## [EXCERTO]
########

Os cursos de jornalismo não servem para nada, sobretudo na hora de edição. A mancha turva sobre o que é ou não notícia passou de regra escrita, intrinsecamente estrutural, a regra tácita, comercial: se não vende não é notícia, se não é bonito não é negócio. Atestado de "basura" escreveriam nuestros hermanos, "for a certain journalism", para de um fôlego sabermos que isso será, à primeira, tudo menos notícia.
Pelo menos tem-me acontecido, regularmente, deparar-me com doutos editores especializados nessa especialidade médica. Acrescento: Medicina para charlatões, de faca e de alguidar, bisturis limpos a pano sujo, para iludir um certo brilho do ferro. Direi: alguns editores que certamente se aprimoraram em cirurgia plástica, e que estando deste lado, eram acérrimos defensores de valores bem opostos àqueles que interiorizaram em nome da sobrevivência e de um glamour que a mim me causa regurgitações e um peso nos nervos.
Têm eles até verborreia e vocabulário com o papel a que se prestam: o de coadores de uma realidade fantasiada, maquilhada de pozinhos e essas coisas que o Photoshop social muito bem cumpre, como se a carne não tivesse poros por onde respira a vida.
Recentemente fui acusada de ser demasiado neorrealista, o que significa que, nas entrelinhas, deveria deixar-me dessas coisas e exercitar o lifestyle.

########

## [LINHAS FORNECIDAS]
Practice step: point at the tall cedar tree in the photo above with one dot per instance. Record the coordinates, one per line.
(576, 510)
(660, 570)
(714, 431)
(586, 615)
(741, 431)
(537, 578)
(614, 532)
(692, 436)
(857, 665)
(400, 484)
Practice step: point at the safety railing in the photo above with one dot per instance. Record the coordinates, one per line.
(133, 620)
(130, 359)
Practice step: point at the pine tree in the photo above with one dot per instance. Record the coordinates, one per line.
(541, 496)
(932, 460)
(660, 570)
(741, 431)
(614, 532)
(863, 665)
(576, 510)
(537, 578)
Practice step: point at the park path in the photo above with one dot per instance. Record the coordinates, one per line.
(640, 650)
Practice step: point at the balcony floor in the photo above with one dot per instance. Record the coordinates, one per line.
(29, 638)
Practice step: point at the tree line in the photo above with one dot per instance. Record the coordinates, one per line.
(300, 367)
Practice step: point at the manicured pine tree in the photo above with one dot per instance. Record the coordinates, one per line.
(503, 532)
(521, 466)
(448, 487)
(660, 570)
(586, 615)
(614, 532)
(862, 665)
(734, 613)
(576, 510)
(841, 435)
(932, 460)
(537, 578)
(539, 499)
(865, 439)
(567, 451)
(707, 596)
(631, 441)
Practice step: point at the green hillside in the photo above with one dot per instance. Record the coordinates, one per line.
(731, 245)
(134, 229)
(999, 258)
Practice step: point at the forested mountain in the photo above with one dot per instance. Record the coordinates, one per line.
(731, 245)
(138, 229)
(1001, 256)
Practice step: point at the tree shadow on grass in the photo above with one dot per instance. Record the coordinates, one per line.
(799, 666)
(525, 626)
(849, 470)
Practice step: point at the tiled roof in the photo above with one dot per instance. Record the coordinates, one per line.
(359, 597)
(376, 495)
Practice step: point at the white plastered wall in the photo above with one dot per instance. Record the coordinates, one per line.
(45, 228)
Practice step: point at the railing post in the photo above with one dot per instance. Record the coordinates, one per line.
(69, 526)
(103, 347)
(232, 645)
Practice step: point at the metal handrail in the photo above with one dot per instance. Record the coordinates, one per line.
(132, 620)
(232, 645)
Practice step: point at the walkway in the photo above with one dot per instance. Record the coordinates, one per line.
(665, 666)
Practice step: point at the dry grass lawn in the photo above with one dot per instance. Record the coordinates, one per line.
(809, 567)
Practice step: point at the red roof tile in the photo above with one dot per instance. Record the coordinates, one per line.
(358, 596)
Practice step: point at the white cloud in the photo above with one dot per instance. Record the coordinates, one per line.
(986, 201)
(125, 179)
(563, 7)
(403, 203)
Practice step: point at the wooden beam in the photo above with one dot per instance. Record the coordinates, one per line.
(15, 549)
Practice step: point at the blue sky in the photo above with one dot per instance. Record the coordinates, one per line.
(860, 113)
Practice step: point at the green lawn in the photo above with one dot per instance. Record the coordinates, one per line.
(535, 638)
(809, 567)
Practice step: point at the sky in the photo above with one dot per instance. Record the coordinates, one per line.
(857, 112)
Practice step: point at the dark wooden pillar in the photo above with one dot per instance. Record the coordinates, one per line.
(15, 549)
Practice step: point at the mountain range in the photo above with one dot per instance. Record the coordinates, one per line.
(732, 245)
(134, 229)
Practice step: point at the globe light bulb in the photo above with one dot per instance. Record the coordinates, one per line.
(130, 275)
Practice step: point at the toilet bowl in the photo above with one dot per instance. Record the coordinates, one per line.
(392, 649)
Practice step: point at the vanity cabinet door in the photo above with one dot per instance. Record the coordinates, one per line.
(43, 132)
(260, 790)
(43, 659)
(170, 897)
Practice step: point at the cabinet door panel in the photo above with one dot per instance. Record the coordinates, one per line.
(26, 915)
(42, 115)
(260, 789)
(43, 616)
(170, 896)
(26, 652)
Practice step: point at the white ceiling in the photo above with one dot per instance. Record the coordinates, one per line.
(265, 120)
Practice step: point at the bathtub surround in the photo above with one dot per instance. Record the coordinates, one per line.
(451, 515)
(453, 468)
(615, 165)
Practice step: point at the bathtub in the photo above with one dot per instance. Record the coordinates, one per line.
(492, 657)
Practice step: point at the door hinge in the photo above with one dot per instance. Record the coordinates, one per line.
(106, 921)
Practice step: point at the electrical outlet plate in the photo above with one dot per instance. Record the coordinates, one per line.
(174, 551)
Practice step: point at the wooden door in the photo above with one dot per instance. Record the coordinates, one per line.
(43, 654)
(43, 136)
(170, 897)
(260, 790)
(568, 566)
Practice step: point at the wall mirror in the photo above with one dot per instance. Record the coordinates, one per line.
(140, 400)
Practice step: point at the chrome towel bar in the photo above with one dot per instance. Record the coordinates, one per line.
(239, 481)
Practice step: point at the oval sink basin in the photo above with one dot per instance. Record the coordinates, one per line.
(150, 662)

########

## [INSTRUÇÕES]
1: Cite o trecho do excerto que vai de "Pelo menos tem-me" até "respira a vida.".
2: Responda às perguntas seguintes com base no excerto.
(a) Qual é a regra tácita e comercial sobre o que é notícia?
(b) Que coisa cumpre muito bem a função de maquilhar a realidade, segundo o terceiro parágrafo?
(c) De que foi feita recentemente a acusação relatada no último parágrafo?
3: Indique se cada afirmação concorda com o excerto, respondendo sim ou não e citando as palavras do texto que o decidem.
(a) Os cursos de jornalismo são muito úteis na hora da edição.
(b) Os editores têm o papel de coadores de uma realidade fantasiada.
(c) A acusação sugeria, nas entrelinhas, que se devia exercitar o lifestyle.

## [LISTA DE RESPOSTAS]
1:
Pelo menos tem-me acontecido, regularmente, deparar-me com doutos editores especializados nessa especialidade médica. Acrescento: Medicina para charlatões, de faca e de alguidar, bisturis limpos a pano sujo, para iludir um certo brilho do ferro. Direi: alguns editores que certamente se aprimoraram em cirurgia plástica, e que estando deste lado, eram acérrimos defensores de valores bem opostos àqueles que interiorizaram em nome da sobrevivência e de um glamour que a mim me causa regurgitações e um peso nos nervos.
Têm eles até verborreia e vocabulário com o papel a que se prestam: o de coadores de uma realidade fantasiada, maquilhada de pozinhos e essas coisas que o Photoshop social muito bem cumpre, como se a carne não tivesse poros por onde respira a vida.

2:
(a) Se não vende não é notícia, se não é bonito não é negócio.
(b) O Photoshop social.
(c) De ser demasiado neorrealista.

3:
(a) Não: "Os cursos de jornalismo não servem para nada, sobretudo na hora de edição."
(b) Sim: "o de coadores de uma realidade fantasiada"
(c) Sim: "deveria deixar-me dessas coisas e exercitar o lifestyle"